### [The problem]
Rewrite the entries from the line that contains "target | distant water" through the last line, replacing "drop a pin on" with "place a marker on" and leaving all else unchanged. Omit the pictures.

### [Recorded information]
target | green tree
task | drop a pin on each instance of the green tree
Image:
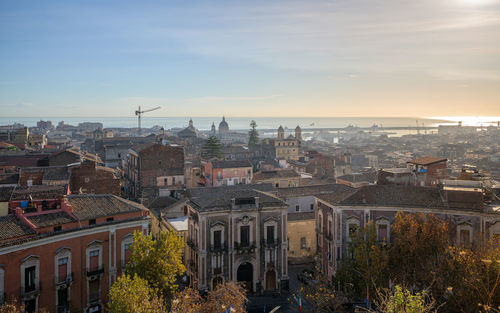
(133, 295)
(319, 294)
(366, 270)
(212, 148)
(418, 251)
(224, 296)
(158, 261)
(253, 134)
(473, 279)
(402, 300)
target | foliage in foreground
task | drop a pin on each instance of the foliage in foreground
(133, 295)
(226, 296)
(401, 300)
(157, 261)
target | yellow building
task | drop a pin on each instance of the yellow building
(301, 237)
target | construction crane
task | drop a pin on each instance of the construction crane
(139, 113)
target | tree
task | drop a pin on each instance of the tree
(366, 271)
(159, 261)
(401, 300)
(132, 294)
(319, 293)
(253, 134)
(225, 296)
(418, 250)
(473, 279)
(212, 148)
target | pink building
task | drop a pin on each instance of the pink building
(228, 172)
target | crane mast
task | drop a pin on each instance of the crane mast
(139, 113)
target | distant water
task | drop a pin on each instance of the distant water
(236, 123)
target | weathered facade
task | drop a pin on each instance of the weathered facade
(237, 233)
(64, 254)
(155, 170)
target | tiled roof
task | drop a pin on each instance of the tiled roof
(301, 216)
(9, 179)
(50, 219)
(162, 202)
(264, 175)
(314, 190)
(92, 206)
(214, 198)
(39, 192)
(12, 227)
(396, 195)
(426, 161)
(6, 193)
(231, 163)
(369, 177)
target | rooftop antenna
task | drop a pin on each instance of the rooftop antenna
(139, 113)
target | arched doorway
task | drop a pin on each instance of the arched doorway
(216, 281)
(245, 275)
(271, 280)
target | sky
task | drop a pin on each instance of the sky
(250, 58)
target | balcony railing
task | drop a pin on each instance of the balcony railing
(62, 308)
(95, 272)
(31, 291)
(219, 248)
(65, 281)
(244, 247)
(270, 243)
(191, 243)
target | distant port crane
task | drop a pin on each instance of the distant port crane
(139, 114)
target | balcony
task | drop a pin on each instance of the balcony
(218, 248)
(191, 243)
(62, 308)
(31, 291)
(67, 281)
(95, 272)
(248, 247)
(270, 243)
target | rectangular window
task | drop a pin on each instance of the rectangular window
(62, 268)
(382, 232)
(270, 234)
(62, 300)
(126, 246)
(29, 278)
(94, 260)
(303, 243)
(94, 290)
(217, 239)
(245, 236)
(464, 237)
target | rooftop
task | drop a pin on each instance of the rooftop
(427, 161)
(314, 190)
(231, 164)
(92, 206)
(221, 198)
(264, 175)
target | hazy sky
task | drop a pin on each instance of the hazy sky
(250, 58)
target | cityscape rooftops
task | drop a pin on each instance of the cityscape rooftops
(427, 161)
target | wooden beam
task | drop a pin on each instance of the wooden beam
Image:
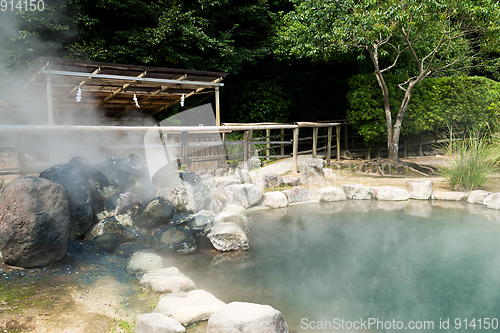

### [Exercise solution]
target | distant water
task | place a marker on each instance of the distant water
(236, 123)
target | weathered facade
task | place a marker on each instance of the weathered facade
(237, 233)
(64, 254)
(155, 170)
target | tiled roof
task | place a marker on each instance of the tiled roof
(301, 216)
(9, 179)
(50, 219)
(162, 202)
(264, 175)
(314, 190)
(92, 206)
(214, 198)
(39, 192)
(12, 227)
(396, 195)
(426, 161)
(6, 193)
(231, 163)
(369, 177)
target | rooftop antenna
task | place a marker on each instance of the rooftop antenna
(139, 113)
target | arched doorway
task | place a marker on each instance of the arched doorway
(216, 281)
(245, 275)
(271, 280)
target | sky
task | place a marker on each instance of the sky
(250, 58)
target | balcony railing
task | place a marker on each instance of the balcony railing
(62, 308)
(95, 272)
(31, 291)
(219, 248)
(65, 281)
(244, 247)
(270, 243)
(191, 243)
target | distant port crane
task | place a marker on each instance of the distant port crane
(139, 114)
target | balcony
task | place a marker on each instance of the balcony
(218, 248)
(191, 243)
(62, 308)
(31, 291)
(67, 281)
(95, 272)
(248, 247)
(270, 243)
target | rectangular window
task | place a marker on each instance of the rectangular window
(62, 268)
(382, 232)
(270, 234)
(62, 300)
(126, 246)
(29, 278)
(94, 260)
(303, 243)
(94, 290)
(217, 239)
(245, 236)
(464, 237)
target | rooftop
task | place a marker on each instance of the rooftop
(427, 161)
(314, 190)
(231, 164)
(92, 206)
(221, 198)
(264, 175)
target | hazy sky
task | place a marker on each instance of the hazy sky
(250, 58)
target | cityscape rooftops
task | place a marker on each instance of the cityscape rooftops
(427, 161)
target | wooden beam
task | place a marker on each instance of the wooden beam
Image:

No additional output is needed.